### What is expected
Nothing in the records should differ when you write them out again.

(Point localization data)

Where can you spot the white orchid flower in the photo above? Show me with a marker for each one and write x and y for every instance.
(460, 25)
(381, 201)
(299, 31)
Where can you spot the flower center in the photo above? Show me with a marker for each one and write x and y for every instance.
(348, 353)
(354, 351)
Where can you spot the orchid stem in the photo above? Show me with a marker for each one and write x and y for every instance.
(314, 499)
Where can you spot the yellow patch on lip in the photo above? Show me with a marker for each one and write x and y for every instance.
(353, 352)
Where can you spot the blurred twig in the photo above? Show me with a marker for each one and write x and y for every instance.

### Written answer
Where can you spot the white orchid flower in the photo above? Show me with a marker for each one and write x and y for every instance.
(460, 25)
(381, 201)
(299, 31)
Where can you spot the flower center in the photo above? Show me with a marker for each one and write x and y for every instance.
(348, 353)
(354, 351)
Where can you spot the orchid stem in the photo above? Show me with a marker for each one and write x and y for every instance.
(314, 499)
Where can you spot the yellow patch on lip in the photo above? Show me with a marker for each one and write x and y for every instance.
(353, 352)
Where can you spot the blurred twig in the photo above? Show me with a marker for each one and write x and y for every instance.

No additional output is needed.